# Tâches et exercices
A. Relevez toutes les personnes nommées dans l'article sur Emanuele De Raymondi présenté ci-dessous.
B. Indiquez si chacune des affirmations suivantes concorde avec l'article sur Emanuele De Raymondi, en citant les mots décisifs : (i) le trio compte un saxophoniste basse ; (ii) la rencontre a eu lieu dans une grande salle du centre de Rome ; (iii) les Buyukberger Variations ont été découvertes un samedi.
C. Rédigez la suite de l'article sur Emanuele De Raymondi, à partir de sa dernière phrase.

# Article
C’est par l’intermédiaire de l’inépuisable Lexo7 (de Chroniques Electroniques puis swqw.fr) qu’un dimanche oisif, les Buyukberger Variations d’Emanuele De Raymondi sont arrivées jusqu’à mes esgourdes ébaudies ; et l’alchimie fut instantanée. Mélancolie subtile, dépassement des genres, naturalisme musical car musique ancrée dans une réalité spatiale et sociale (bien loin de la tentative peu concluante d’Alfred Bruneau à la fin du XIX siècle) ; une succession de louanges me venaient à l’esprit tout en soulevant une interrogation immédiate : comment un artiste si puissant et statutaire pouvait-il être à ce point confidentiel voire inconnu ?
C’est après un concert proposant une nouvelle formation (trio, en compagnie du saxophoniste basse Marcello Allulli et de la chanteuse/pianiste Selen Gülün) dans une petite salle de la périphérie romaine que j’ai pu rencontrer Emanuele de Raymondi.

# Entrées enregistrées

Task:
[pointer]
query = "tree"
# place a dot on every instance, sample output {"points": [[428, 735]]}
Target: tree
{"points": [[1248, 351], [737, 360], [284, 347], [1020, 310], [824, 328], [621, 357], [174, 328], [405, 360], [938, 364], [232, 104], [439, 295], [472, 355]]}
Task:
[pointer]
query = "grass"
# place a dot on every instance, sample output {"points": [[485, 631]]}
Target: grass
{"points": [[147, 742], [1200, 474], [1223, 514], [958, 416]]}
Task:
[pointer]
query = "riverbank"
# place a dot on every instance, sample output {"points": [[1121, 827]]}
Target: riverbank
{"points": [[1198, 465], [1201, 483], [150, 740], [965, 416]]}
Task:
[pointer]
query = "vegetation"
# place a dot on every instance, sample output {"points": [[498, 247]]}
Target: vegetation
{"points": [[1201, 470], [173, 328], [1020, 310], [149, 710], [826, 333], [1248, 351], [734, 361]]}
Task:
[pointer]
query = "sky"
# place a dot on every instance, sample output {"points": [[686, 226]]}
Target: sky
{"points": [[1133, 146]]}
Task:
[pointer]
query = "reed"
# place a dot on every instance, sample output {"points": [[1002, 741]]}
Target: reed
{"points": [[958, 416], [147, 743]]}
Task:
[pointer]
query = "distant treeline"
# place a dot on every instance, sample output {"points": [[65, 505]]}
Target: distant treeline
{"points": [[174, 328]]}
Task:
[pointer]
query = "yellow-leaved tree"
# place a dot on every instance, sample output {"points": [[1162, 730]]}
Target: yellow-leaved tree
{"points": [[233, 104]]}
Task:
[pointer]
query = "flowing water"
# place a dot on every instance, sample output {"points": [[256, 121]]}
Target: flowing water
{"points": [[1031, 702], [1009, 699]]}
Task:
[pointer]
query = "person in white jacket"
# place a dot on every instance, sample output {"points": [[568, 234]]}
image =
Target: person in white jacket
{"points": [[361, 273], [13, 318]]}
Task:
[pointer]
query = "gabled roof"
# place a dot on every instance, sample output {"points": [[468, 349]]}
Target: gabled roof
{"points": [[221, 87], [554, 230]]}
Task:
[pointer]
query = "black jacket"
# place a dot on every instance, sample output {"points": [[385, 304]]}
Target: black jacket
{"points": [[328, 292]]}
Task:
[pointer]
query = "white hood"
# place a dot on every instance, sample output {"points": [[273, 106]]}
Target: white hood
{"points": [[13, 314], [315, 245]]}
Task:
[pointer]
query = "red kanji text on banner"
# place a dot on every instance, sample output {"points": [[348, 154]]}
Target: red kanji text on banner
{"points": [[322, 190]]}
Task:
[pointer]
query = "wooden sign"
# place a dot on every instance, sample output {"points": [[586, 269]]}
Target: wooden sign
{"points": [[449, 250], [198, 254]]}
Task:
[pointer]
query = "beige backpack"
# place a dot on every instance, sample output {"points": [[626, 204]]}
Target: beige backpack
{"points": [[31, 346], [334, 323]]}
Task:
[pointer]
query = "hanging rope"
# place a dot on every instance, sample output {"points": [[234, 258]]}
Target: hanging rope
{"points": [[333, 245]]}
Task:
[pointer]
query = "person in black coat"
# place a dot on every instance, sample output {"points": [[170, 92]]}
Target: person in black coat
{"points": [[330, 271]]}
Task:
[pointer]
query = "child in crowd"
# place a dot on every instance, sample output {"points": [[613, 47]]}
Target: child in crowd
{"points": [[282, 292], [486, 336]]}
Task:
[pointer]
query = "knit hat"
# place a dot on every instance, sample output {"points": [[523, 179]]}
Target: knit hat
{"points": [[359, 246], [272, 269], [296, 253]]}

# Réponses par tâche
A. Lexo7, Emanuele De Raymondi, Alfred Bruneau, Marcello Allulli, Selen Gülün

B.
(i) Oui : « du saxophoniste basse Marcello Allulli »
(ii) Non : « dans une petite salle de la périphérie romaine »
(iii) Non : « un dimanche oisif »

C.
Ultimo Domicilio (Full Video) from ZerOKilled Music on Vimeo.
Pouvez-vous expliquer en quelques mots le projet Ultimo Domicilio, sorti en mai dernier ?
Il s’agit d’une mise en musique de cinq photographies de Lorenzo Castore. Les cinq morceaux portent le titre de la ville où se trouve le dernier domicile qu’ils illustrent : Finale en Italie, Sarajevo, Cracovie, Fontenay et Brooklin. La musique que j’ai composée peut sembler plus âpre à l’écoute que mes travaux précédents, c’est parce qu’elle évoque l’exile, les guerres.
Les photographies de Lorenzo et ma musique ont été rassemblées grâce à une animation de Daniele Spano’, c’est un projet pluridisciplinaire unissant différentes formes de création contemporaine.
Je vous ai découvert grâce aux Buyukberger Variations (octobre 2012), comment cette collaboration est-elle née ?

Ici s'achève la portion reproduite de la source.